### Data listing
※
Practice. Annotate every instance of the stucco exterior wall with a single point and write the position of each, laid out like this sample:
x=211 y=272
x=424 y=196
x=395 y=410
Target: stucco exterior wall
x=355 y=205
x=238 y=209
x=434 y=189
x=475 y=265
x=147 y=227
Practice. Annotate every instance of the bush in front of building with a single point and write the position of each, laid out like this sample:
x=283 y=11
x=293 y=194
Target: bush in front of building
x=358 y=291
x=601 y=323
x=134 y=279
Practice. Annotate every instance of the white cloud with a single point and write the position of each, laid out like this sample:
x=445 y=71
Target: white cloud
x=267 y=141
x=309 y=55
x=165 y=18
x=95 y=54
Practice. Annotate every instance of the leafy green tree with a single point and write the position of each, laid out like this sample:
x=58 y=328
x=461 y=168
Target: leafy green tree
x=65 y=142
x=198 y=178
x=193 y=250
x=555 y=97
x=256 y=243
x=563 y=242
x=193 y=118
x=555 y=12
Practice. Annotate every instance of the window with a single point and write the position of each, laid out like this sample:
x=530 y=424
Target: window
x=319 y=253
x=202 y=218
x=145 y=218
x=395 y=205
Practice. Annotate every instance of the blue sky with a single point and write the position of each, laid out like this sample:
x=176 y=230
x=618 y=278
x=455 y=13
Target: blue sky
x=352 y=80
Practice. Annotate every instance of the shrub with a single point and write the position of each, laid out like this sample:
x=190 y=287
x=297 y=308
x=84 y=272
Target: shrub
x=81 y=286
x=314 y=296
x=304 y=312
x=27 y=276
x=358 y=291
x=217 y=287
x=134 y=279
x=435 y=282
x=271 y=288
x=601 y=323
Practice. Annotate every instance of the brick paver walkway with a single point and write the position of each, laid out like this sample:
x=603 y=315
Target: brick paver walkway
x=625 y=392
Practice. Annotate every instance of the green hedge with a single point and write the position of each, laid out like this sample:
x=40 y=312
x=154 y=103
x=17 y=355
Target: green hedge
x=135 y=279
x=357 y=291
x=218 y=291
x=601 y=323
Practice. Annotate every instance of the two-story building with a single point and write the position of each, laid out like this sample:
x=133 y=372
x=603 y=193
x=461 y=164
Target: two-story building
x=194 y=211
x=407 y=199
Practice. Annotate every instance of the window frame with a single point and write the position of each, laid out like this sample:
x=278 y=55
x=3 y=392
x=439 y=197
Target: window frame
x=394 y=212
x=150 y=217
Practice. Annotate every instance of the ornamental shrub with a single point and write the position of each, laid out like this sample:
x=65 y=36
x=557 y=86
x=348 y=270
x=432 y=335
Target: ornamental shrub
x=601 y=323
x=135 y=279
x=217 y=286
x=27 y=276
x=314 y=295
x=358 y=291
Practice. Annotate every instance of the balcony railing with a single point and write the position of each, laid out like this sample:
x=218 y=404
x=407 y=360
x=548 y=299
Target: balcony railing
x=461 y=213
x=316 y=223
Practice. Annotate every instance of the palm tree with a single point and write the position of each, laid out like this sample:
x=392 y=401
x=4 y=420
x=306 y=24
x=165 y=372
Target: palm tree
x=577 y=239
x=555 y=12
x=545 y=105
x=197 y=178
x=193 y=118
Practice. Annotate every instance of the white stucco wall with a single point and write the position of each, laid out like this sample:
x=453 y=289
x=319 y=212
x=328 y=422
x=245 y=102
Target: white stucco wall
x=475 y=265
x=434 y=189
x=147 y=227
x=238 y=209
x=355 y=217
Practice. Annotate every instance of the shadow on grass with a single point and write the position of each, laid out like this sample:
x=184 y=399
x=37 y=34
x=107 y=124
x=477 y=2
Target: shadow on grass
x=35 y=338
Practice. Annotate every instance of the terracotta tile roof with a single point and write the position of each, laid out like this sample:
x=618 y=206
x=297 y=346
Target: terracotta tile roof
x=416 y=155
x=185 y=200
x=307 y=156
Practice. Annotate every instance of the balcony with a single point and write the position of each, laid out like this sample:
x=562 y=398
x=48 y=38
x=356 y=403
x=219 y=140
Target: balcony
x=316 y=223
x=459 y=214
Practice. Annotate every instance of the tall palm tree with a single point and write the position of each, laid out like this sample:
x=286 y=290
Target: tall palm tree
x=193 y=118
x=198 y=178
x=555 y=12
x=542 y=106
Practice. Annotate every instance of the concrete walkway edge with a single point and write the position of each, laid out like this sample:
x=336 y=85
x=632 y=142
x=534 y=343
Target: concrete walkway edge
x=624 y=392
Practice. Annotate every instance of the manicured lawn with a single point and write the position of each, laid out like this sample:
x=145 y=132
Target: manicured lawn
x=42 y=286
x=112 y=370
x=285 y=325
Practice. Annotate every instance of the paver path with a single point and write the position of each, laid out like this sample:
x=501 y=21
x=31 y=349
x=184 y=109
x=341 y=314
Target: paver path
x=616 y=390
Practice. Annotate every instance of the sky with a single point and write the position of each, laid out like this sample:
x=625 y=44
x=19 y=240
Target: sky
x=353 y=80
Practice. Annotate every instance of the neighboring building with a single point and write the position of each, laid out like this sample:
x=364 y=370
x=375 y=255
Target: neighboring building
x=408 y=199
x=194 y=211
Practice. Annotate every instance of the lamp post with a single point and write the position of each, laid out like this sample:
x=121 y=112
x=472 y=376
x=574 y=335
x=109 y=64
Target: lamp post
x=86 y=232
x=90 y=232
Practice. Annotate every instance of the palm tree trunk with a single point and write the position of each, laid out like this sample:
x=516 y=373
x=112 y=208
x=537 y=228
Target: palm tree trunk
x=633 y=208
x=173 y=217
※
### Your instructions
Convert all of the records above into a Markdown table with two columns, Row and Line. Put each line in its own numbered row and leave out any blank lines.

### Output below
| Row | Line |
|---|---|
| 1 | Practice. Annotate every instance of the stucco exterior wall with a single point and write the position of each, laid out like this sample: |
| 2 | x=211 y=272 |
| 3 | x=424 y=196 |
| 4 | x=395 y=410 |
| 5 | Target: stucco exterior wall |
| 6 | x=355 y=205 |
| 7 | x=238 y=209 |
| 8 | x=434 y=189 |
| 9 | x=475 y=265 |
| 10 | x=147 y=227 |
| 11 | Practice. Annotate every instance of the bush in front of building with a single point and write the position of each, laid out like this sample: |
| 12 | x=283 y=11 |
| 13 | x=293 y=194 |
| 14 | Target: bush in front of building |
| 15 | x=358 y=291 |
| 16 | x=601 y=323 |
| 17 | x=134 y=279 |
| 18 | Practice. Annotate every instance of the white cloud with a single point and write the position of each, laid out like this sample: |
| 19 | x=445 y=71 |
| 20 | Target: white cloud |
| 21 | x=267 y=141 |
| 22 | x=309 y=55 |
| 23 | x=165 y=18 |
| 24 | x=95 y=54 |
| 25 | Practice. Annotate every instance of the leafy green tree with a single point and write the position of each, laid out like this sample: |
| 26 | x=58 y=328 |
| 27 | x=461 y=168 |
| 28 | Target: leafy green tree |
| 29 | x=65 y=142 |
| 30 | x=198 y=178 |
| 31 | x=193 y=250 |
| 32 | x=555 y=97 |
| 33 | x=256 y=243 |
| 34 | x=563 y=242 |
| 35 | x=193 y=118 |
| 36 | x=555 y=12 |
| 37 | Practice. Annotate every instance of the window with a single point and write the position of each, laid out like this sample: |
| 38 | x=530 y=424 |
| 39 | Target: window |
| 40 | x=319 y=253 |
| 41 | x=202 y=218 |
| 42 | x=145 y=218 |
| 43 | x=395 y=205 |
| 44 | Practice. Annotate every instance of the blue sky with a single point and write the position of each, laid out like this sample: |
| 45 | x=176 y=230 |
| 46 | x=618 y=278 |
| 47 | x=455 y=13 |
| 48 | Target: blue sky |
| 49 | x=352 y=80 |
| 50 | Practice. Annotate every instance of the shrub with a single point and write the position of each, laid out like this sample: |
| 51 | x=190 y=287 |
| 52 | x=297 y=308 |
| 53 | x=84 y=272 |
| 54 | Target: shrub |
| 55 | x=81 y=286 |
| 56 | x=314 y=296 |
| 57 | x=304 y=312 |
| 58 | x=27 y=276 |
| 59 | x=358 y=291 |
| 60 | x=217 y=287 |
| 61 | x=134 y=279 |
| 62 | x=435 y=282 |
| 63 | x=271 y=288 |
| 64 | x=601 y=323 |
| 65 | Practice. Annotate every instance of the brick paver walkway with a single point and write the position of each, laid out like this sample: |
| 66 | x=603 y=315 |
| 67 | Target: brick paver walkway |
| 68 | x=625 y=392 |
| 69 | Practice. Annotate every instance of the green hedge with a single point and write the position of each, laid out like this sample: |
| 70 | x=40 y=312 |
| 71 | x=154 y=103 |
| 72 | x=17 y=355 |
| 73 | Target: green hedge |
| 74 | x=135 y=279 |
| 75 | x=357 y=291 |
| 76 | x=218 y=291 |
| 77 | x=601 y=323 |
| 78 | Practice. Annotate every instance of the two-story building with a single point and write the position of each, laid out like this sample: |
| 79 | x=133 y=372 |
| 80 | x=603 y=193 |
| 81 | x=461 y=164 |
| 82 | Target: two-story building |
| 83 | x=194 y=211 |
| 84 | x=407 y=199 |
| 85 | Practice. Annotate every instance of the window frame with a single point and write the position of each, laid out like this sample: |
| 86 | x=278 y=55 |
| 87 | x=3 y=392 |
| 88 | x=439 y=197 |
| 89 | Target: window frame |
| 90 | x=394 y=212 |
| 91 | x=150 y=217 |
| 92 | Practice. Annotate every instance of the ornamental shrub with a single point and write the position of each, laid out like this sample: |
| 93 | x=65 y=36 |
| 94 | x=557 y=86 |
| 95 | x=348 y=270 |
| 96 | x=432 y=335 |
| 97 | Target: ornamental shrub |
| 98 | x=601 y=323 |
| 99 | x=135 y=279 |
| 100 | x=217 y=286 |
| 101 | x=27 y=276 |
| 102 | x=314 y=295 |
| 103 | x=358 y=291 |
| 104 | Practice. Annotate every instance of the balcony railing with a single point and write the position of each, laid out like this sample: |
| 105 | x=218 y=404 |
| 106 | x=407 y=360 |
| 107 | x=548 y=299 |
| 108 | Target: balcony railing |
| 109 | x=461 y=213 |
| 110 | x=316 y=223 |
| 111 | Practice. Annotate every instance of the palm tree with a single point and write the position of each, laid out like this sample: |
| 112 | x=392 y=401 |
| 113 | x=4 y=420 |
| 114 | x=306 y=24 |
| 115 | x=165 y=372 |
| 116 | Target: palm tree |
| 117 | x=577 y=239 |
| 118 | x=555 y=12 |
| 119 | x=545 y=105 |
| 120 | x=197 y=178 |
| 121 | x=193 y=118 |
| 122 | Practice. Annotate every instance of the white stucco wall with a single point and write the position of each, laid out like this sample: |
| 123 | x=453 y=289 |
| 124 | x=319 y=212 |
| 125 | x=328 y=422 |
| 126 | x=245 y=102 |
| 127 | Target: white stucco wall |
| 128 | x=475 y=265 |
| 129 | x=434 y=189 |
| 130 | x=147 y=227 |
| 131 | x=238 y=209 |
| 132 | x=355 y=217 |
| 133 | Practice. Annotate every instance of the shadow on grass with a single point and write the position of each, laid out like this sample: |
| 134 | x=184 y=399 |
| 135 | x=37 y=34 |
| 136 | x=107 y=124 |
| 137 | x=477 y=2 |
| 138 | Target: shadow on grass |
| 139 | x=35 y=338 |
| 140 | Practice. Annotate every instance of the terracotta tile roof with a single point and write the position of each, laid out like this sample: |
| 141 | x=618 y=206 |
| 142 | x=297 y=346 |
| 143 | Target: terracotta tile roof |
| 144 | x=416 y=155 |
| 145 | x=185 y=200 |
| 146 | x=307 y=156 |
| 147 | Practice. Annotate every instance of the balcony with a single point and write the position of each, laid out like this sample: |
| 148 | x=562 y=398 |
| 149 | x=48 y=38 |
| 150 | x=356 y=403 |
| 151 | x=219 y=140 |
| 152 | Target: balcony |
| 153 | x=316 y=223 |
| 154 | x=459 y=214 |
| 155 | Practice. Annotate every instance of the tall palm tree with a single point and write the position of each, laid out like this sample: |
| 156 | x=286 y=290 |
| 157 | Target: tall palm tree |
| 158 | x=193 y=118 |
| 159 | x=198 y=178 |
| 160 | x=555 y=12 |
| 161 | x=542 y=106 |
| 162 | Practice. Annotate every instance of the concrete walkway edge with a single point and write the position of each, laid out like this sample: |
| 163 | x=336 y=85 |
| 164 | x=632 y=142 |
| 165 | x=534 y=343 |
| 166 | Target: concrete walkway edge |
| 167 | x=624 y=392 |
| 168 | Practice. Annotate every instance of the manicured lawn with a single point and write the position of each, laid out like this sample: |
| 169 | x=145 y=132 |
| 170 | Target: manicured lawn |
| 171 | x=42 y=286 |
| 172 | x=112 y=370 |
| 173 | x=285 y=325 |
| 174 | Practice. Annotate every instance of the paver path with a single point and write the position of each, laid out like this sample: |
| 175 | x=501 y=21 |
| 176 | x=31 y=349 |
| 177 | x=184 y=109 |
| 178 | x=341 y=314 |
| 179 | Target: paver path |
| 180 | x=616 y=390 |
| 181 | Practice. Annotate every instance of the sky with a single point and write the position of each, laid out like this sample: |
| 182 | x=625 y=44 |
| 183 | x=19 y=240 |
| 184 | Target: sky |
| 185 | x=353 y=80 |
| 186 | Practice. Annotate every instance of the neighboring building with a single point and write the position of each, laid out like this sample: |
| 187 | x=364 y=370 |
| 188 | x=375 y=255 |
| 189 | Target: neighboring building |
| 190 | x=408 y=199 |
| 191 | x=194 y=211 |
| 192 | Practice. Annotate every instance of the lamp post with a single point and write the position of each, laid out like this sample: |
| 193 | x=121 y=112 |
| 194 | x=472 y=376 |
| 195 | x=574 y=335 |
| 196 | x=109 y=64 |
| 197 | Target: lamp post |
| 198 | x=86 y=232 |
| 199 | x=90 y=232 |
| 200 | Practice. Annotate every instance of the palm tree trunk with a single point and write the position of each, laid out like this sample: |
| 201 | x=516 y=373 |
| 202 | x=112 y=208 |
| 203 | x=537 y=228 |
| 204 | Target: palm tree trunk |
| 205 | x=633 y=208 |
| 206 | x=173 y=217 |